§ **WHAT THE TASK REQUIRES**
Reproduce all the data, character for character.

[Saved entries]
=== Begin Enclosure ===

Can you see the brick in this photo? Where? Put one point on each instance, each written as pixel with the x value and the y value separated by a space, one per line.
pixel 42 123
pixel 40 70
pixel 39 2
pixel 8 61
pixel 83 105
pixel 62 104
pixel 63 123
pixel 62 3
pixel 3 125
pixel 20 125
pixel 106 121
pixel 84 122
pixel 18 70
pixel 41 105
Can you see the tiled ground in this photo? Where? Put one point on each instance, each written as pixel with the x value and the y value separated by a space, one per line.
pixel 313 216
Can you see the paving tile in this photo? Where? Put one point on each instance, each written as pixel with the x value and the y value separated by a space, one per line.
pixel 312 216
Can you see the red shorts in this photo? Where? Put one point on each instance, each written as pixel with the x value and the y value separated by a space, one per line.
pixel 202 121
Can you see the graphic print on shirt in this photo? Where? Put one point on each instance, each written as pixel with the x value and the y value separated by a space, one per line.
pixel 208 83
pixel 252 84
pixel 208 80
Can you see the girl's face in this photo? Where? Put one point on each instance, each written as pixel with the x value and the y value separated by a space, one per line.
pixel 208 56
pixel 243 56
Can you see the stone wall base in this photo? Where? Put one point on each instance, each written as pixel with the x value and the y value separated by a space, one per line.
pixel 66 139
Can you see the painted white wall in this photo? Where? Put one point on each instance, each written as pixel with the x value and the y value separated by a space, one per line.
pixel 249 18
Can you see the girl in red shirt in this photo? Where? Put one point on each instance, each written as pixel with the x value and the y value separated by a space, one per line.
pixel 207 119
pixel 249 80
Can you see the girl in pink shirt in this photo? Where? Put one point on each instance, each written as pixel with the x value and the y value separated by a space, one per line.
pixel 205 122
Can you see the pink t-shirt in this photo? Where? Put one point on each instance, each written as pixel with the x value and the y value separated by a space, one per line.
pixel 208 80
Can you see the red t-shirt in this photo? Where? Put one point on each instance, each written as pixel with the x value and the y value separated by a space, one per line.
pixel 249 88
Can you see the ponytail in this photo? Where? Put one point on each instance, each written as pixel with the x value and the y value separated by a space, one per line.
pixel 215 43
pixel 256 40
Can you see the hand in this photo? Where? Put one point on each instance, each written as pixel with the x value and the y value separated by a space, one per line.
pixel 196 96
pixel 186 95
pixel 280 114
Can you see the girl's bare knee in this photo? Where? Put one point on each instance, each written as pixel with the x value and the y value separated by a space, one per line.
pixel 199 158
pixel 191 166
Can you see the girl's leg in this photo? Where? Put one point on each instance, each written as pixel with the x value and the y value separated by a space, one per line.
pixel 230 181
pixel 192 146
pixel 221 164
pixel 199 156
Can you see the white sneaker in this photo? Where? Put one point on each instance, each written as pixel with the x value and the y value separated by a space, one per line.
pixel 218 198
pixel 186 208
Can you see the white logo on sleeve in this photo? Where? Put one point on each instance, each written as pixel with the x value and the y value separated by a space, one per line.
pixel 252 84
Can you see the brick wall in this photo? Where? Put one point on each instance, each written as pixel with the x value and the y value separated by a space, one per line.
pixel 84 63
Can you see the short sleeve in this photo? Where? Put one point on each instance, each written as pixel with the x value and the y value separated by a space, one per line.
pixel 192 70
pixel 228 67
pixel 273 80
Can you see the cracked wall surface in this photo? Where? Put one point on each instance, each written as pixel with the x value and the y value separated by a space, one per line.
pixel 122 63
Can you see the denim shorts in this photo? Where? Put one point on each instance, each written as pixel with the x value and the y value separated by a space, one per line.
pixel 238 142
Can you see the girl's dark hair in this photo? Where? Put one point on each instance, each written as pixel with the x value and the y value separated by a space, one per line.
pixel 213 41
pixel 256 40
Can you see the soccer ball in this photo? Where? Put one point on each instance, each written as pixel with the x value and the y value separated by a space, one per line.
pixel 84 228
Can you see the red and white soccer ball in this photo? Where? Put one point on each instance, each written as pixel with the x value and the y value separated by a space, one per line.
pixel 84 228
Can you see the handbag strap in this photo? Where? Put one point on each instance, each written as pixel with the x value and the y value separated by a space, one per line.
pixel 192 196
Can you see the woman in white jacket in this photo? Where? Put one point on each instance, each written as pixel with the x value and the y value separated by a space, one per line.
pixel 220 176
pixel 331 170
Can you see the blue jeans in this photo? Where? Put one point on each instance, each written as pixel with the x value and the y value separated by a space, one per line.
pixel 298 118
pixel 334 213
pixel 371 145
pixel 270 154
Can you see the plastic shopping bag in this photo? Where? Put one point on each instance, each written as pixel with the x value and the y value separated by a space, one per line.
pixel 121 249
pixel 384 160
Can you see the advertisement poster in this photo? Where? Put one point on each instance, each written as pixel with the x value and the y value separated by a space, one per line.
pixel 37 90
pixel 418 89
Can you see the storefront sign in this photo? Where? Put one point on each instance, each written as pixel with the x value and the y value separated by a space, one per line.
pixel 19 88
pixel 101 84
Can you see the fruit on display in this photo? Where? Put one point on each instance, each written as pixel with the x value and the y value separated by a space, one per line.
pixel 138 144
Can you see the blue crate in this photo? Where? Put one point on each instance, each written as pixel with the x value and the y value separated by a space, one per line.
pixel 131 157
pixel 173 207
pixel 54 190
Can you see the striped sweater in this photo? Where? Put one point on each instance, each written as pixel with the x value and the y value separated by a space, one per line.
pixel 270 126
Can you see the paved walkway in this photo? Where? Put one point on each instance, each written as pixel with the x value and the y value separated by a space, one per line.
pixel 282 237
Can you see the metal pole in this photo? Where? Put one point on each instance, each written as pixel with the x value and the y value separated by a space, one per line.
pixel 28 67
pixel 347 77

=== End Enclosure ===

§ **COMPLETED TASK**
Can you see the brick in this photo? Where? Put one point on each instance, each written as pixel with the x value and the y value separated by a space, one per line.
pixel 42 123
pixel 40 70
pixel 39 2
pixel 8 61
pixel 83 105
pixel 62 104
pixel 63 123
pixel 62 3
pixel 3 125
pixel 20 125
pixel 106 121
pixel 84 122
pixel 18 70
pixel 41 105
Can you see the tiled ground in this photo? Where? Put one point on each instance, each written as pixel with the x value and the y value separated by a space, one per line.
pixel 313 216
Can you see the paving tile in this photo? Where? Put one point on each instance, each written as pixel with the x value and the y value separated by a space, one per line.
pixel 312 216
Can you see the red shorts in this photo? Where? Put one point on each instance, each written as pixel with the x value and the y value separated by a space, one per line.
pixel 202 121
Can you see the graphic print on shirt in this photo? Where? Put one point on each instance, each written as pixel with the x value and the y value separated by a space, one per line.
pixel 208 83
pixel 252 84
pixel 208 80
Can you see the girl's face in this photo? Where? Put one point on each instance, each written as pixel with the x value and the y value separated by a space, one per line.
pixel 208 56
pixel 243 56
Can you see the stone wall base in this photo? Where? Put one point on each instance, each written as pixel with the x value and the y value separated by a space, one per line.
pixel 66 139
Can you see the painted white wall in this photo? Where? Put one point on each instance, each written as pixel with the x value and the y value separated by a space, one per line.
pixel 249 18
Can you see the girl in red shirt in this photo? Where? Put one point on each instance, each written as pixel with the x value and the y value separated by a space, one per line.
pixel 207 119
pixel 249 80
Can you see the girl in pink shirt in this photo? Where? Put one point on each instance, each written as pixel with the x value and the y value separated by a space, one per line.
pixel 205 122
Can you see the pink t-shirt in this photo? Where? Put one point on each instance, each written as pixel with the x value and the y value separated by a space, one per line.
pixel 208 80
Can you see the red t-shirt in this photo? Where? Put one point on each instance, each written as pixel with the x value and the y value separated by a space, one per line.
pixel 249 88
Can you see the ponytail in this photo? Where? Put one point on each instance, each written as pixel with the x value and the y value separated by a space, one per line.
pixel 215 43
pixel 256 40
Can you see the hand in this photo? Where? Put one point on each instance, each written as pixel with the x value and the y value separated by a space, one per line.
pixel 196 96
pixel 186 95
pixel 280 114
Can you see the girl's bare knee in this photo? Where? Put one point on each instance, each written as pixel with the x value and the y value separated by a space, one per line.
pixel 199 158
pixel 191 166
Can you see the girl's leg in this photo? Where? Put one point on each instance, each written as pixel with the x value and the y value separated by a space, one per line.
pixel 230 181
pixel 192 146
pixel 221 164
pixel 199 156
Can you see the white sneaker in this photo? Where? Put one point on each instance, each written as pixel with the x value and the y value separated by a space, one per line.
pixel 218 198
pixel 186 208
Can you see the white logo on sleeve in this photo? Where? Put one point on each instance, each written as pixel with the x value and the y value separated by a space, one per line.
pixel 252 84
Can you see the brick wall in this photo? Where? Put one point on each instance, each written as pixel with the x value and the y value separated by a space, one per line.
pixel 84 63
Can you see the short sleeve in this photo? Where? Put one point on each instance, each written as pixel with the x value and the y value separated by a space, one per line.
pixel 192 70
pixel 228 67
pixel 273 80
Can you see the cracked wall surface in this photo? Where? Put one point on each instance, each written as pixel with the x value and the y value separated by a space, one per line.
pixel 122 63
Can you see the denim shorts in this photo? Where? Put one point on each instance, each written as pixel with the x value and the y value separated by a space, one per line.
pixel 238 142
Can you see the girl's dark hair in this photo? Where? Put one point on each instance, each written as pixel with the x value and the y value separated by a space, one per line.
pixel 213 41
pixel 256 40
Can you see the soccer ball in this photo? Where? Put one point on each instance, each written as pixel with the x value and the y value separated by a space, one per line.
pixel 84 228
Can you see the red and white soccer ball in this photo? Where? Put one point on each instance, each written as pixel with the x value and the y value separated by a space, one per line.
pixel 84 228
Can you see the handbag strap in this photo? Where? Put one point on each instance, each written as pixel with the x value and the y value separated by a space, one per line.
pixel 192 196
Can you see the woman in white jacket in this photo? Where? Put one point on each instance, each written as pixel with the x value and the y value separated by a space, one per line.
pixel 220 176
pixel 331 170
Can you see the blue jeans in this photo? Where? Put one point on each instance, each written as pixel with the x value and the y value separated by a space, one per line.
pixel 298 118
pixel 334 213
pixel 371 145
pixel 270 154
Can you see the plastic shopping bag in this photo? Where? Put one point on each instance, each written as pixel with the x value and the y value separated by a space, one per line.
pixel 121 249
pixel 384 160
Can you see the advertisement poster in this photo? Where? Put one point on each instance, each written as pixel with the x value and the y value separated by a space, one per line.
pixel 37 90
pixel 418 89
Can you see the storefront sign in this photo? Where? Put one point on each instance, each written as pixel with the x value and the y value separated by a space, one per line.
pixel 19 88
pixel 101 84
Can you see the fruit on display in this photo? Where? Put one point on each instance, each written as pixel with the x value and the y value separated by a space, one per line.
pixel 138 144
Can you see the blue crate in this photo? Where? Put one point on each instance, each written as pixel with the x value and the y value separated by a space, one per line.
pixel 131 157
pixel 173 207
pixel 54 190
Can you see the striped sweater in this photo? Where? Put one point on each instance, each written as pixel with the x value and the y value separated by a space, one per line.
pixel 270 126
Can you see the paved walkway in this photo? Where? Put one point on each instance, each written as pixel with the x value and the y value separated by a space, one per line.
pixel 282 237
Can you see the metal pole in this photo? Where? Put one point on each instance, each written as pixel with the x value and the y value separated by a space, one per line.
pixel 28 67
pixel 347 77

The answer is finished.